### Arbeitsauftrag:
Beantworten Sie mithilfe des Textes über Barcelona die folgenden Fragen:
(a) Wie viele Jahre lag der vorige Barcelona-Besuch zurück?
(b) Aus welcher Stadt kommt Evelyne?
(c) Was wollte Evelyne beim Besuch der Sagrada Familia herausfinden?

### Lesetext:
------------------------------------------------

Barcelona, immer eine Reise wert oder lieber doch nicht bei den vielen Touristen? Aktuell steht Barcelona auf der Liste der Städte, die eine Pause brauchen, um wieder Luft zu holen, durchatmen zu können, um auch die nachfolgenden Generationen noch mit ihrem ganzen Glanz verzaubern zu können und – vor allem – ihren Bewohnern ein wenig Zeit mit ihrer Stadt zu geben. Vom mir trotzdem ein klares JA – immer eine Reise wert, aber mit Bedacht und nicht zu jeder Zeit!

Grandiose Aussicht auf Barcelona

Blick auf die Stadt vom Castell de Montjuïc

Das letzte Mal war ich vor sieben Jahren in dieser wunderbaren Stadt, seither hat sich viel verändert. Manches zum Guten und anderes wieder zum Schlechten. Lange stand auf meiner Wunschliste endlich mal wieder in eine meiner Lieblingsstädte zu fahren. Als dann meine gute Bekannte Evelyne aus Montréal von cultureatz  (sie hat ein Video gemacht und komm auch drin vor) ihren Besuch bei uns in Deutschland ankündigte, habe ich sie spontan auf einem Teil ihres Europatrips, eben nach Barcelona, begleitet.

sightseeing mit Evelyne von cultureatz

Sightseeing mit Evelyne

Ich hatte mir zum Ziel gesetzt, mich treiben zu lassen und Orte zu entdecken, die ich bisher noch nicht oder so noch nicht kannte. Hier ist was ich erlebt und gefunden habe.

Die Sagrada Familia – ein Zufallsbesuch

Evelyne wollte unbedingt hin, da sie wissen wollte wie sich die Kirche seit den 90igern verändert hatte. Ich hingegen habe sie nur begleitet, um vor Ort die nähere Umgebung zu erkunden. Und schwupp die wupp war ich doch drin. Zum Glück! Ehrlich überrascht, war ich von einer relativ leeren Sagrada Familia, man konnte treten, sich hinsetzen, sinnieren und in Ruhe dem Orgelspiel zu hören. In meiner vagen Erinnerung sah das Innere ganz anders aus. Die Details und die Größe des Innenraums haben mich beeindruckt, so ganz ohne Gerüste!

------------------------------------------------

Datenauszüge
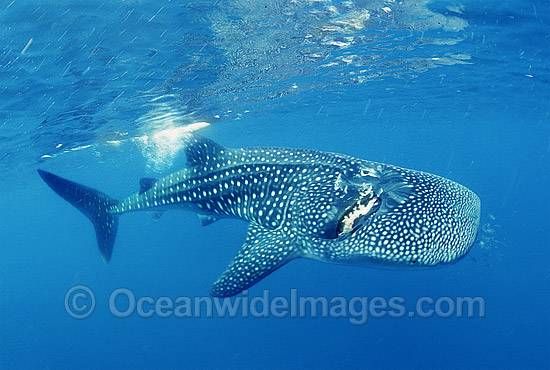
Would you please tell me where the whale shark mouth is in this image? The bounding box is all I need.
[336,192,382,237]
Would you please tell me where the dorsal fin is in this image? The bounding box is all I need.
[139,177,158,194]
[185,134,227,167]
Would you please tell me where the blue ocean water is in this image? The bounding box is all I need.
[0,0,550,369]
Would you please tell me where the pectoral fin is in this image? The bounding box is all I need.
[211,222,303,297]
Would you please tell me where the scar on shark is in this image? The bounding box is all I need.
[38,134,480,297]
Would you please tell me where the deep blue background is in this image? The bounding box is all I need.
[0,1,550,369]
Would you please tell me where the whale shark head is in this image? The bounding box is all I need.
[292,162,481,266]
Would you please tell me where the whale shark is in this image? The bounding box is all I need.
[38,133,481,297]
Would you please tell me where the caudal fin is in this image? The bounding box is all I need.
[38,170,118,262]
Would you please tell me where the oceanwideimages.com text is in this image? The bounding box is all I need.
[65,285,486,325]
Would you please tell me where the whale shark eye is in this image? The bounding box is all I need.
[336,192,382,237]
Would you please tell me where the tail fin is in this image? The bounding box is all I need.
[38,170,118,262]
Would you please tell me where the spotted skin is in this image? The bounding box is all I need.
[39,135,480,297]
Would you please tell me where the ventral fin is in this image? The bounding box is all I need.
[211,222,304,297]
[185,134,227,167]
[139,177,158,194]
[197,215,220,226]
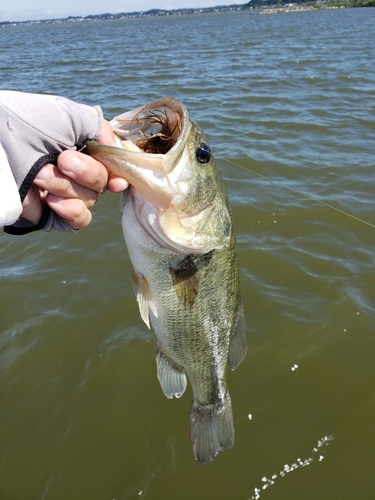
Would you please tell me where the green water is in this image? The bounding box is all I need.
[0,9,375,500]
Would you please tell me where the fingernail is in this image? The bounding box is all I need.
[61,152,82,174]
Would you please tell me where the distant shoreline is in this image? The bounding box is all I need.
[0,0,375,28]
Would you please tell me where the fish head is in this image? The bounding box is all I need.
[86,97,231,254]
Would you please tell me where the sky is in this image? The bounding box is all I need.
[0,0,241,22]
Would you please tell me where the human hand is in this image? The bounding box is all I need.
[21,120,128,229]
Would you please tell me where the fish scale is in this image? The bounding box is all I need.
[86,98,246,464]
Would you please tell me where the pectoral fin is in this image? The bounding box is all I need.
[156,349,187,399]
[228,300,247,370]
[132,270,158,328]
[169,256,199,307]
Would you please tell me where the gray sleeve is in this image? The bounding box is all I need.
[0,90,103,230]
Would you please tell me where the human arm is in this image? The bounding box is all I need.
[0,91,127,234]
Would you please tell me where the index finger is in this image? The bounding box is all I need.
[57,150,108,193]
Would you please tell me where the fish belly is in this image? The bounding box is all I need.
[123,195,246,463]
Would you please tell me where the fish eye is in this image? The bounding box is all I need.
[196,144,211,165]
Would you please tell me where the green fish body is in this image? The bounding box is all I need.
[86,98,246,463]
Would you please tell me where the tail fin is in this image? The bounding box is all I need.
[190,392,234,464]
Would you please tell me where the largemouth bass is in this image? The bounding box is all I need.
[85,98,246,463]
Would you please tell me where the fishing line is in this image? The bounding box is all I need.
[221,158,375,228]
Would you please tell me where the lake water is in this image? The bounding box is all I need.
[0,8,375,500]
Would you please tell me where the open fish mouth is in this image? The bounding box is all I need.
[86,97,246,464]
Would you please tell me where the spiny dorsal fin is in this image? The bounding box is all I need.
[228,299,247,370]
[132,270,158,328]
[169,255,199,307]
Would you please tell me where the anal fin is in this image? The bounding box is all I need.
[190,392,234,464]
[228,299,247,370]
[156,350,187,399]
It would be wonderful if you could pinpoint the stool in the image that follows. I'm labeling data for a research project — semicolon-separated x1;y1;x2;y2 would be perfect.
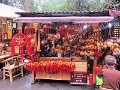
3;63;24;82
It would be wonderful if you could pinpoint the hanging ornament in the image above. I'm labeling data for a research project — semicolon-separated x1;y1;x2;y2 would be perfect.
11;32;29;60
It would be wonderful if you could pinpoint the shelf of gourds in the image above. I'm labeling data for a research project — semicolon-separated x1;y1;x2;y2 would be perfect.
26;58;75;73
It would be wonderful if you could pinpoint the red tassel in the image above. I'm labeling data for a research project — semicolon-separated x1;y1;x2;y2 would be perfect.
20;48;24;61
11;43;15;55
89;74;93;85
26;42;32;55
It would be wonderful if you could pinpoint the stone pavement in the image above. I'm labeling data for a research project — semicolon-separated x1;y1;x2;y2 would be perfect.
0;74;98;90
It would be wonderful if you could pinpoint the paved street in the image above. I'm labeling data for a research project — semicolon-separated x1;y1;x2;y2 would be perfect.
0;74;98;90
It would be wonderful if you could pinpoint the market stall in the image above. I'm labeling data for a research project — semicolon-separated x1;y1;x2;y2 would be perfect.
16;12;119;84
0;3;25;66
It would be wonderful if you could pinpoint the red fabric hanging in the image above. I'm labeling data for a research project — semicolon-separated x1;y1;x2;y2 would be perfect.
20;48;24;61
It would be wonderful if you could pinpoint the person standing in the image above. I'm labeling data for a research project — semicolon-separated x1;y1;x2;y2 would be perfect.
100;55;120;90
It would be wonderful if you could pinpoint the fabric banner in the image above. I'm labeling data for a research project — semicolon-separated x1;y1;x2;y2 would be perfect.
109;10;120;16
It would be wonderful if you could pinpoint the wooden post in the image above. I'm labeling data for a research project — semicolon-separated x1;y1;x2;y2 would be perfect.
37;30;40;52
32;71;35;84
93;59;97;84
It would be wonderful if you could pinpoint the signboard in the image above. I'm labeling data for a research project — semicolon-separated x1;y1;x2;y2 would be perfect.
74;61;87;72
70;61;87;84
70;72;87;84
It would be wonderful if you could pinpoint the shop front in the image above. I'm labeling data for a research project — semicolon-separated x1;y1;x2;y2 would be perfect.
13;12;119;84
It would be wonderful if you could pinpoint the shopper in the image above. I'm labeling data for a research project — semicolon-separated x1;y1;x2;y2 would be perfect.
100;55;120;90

------------------------------------------------

### Lösung:
(a) Sieben Jahre.
(b) Aus Montréal.
(c) Sie wollte wissen, wie sich die Kirche seit den 90er-Jahren verändert hatte.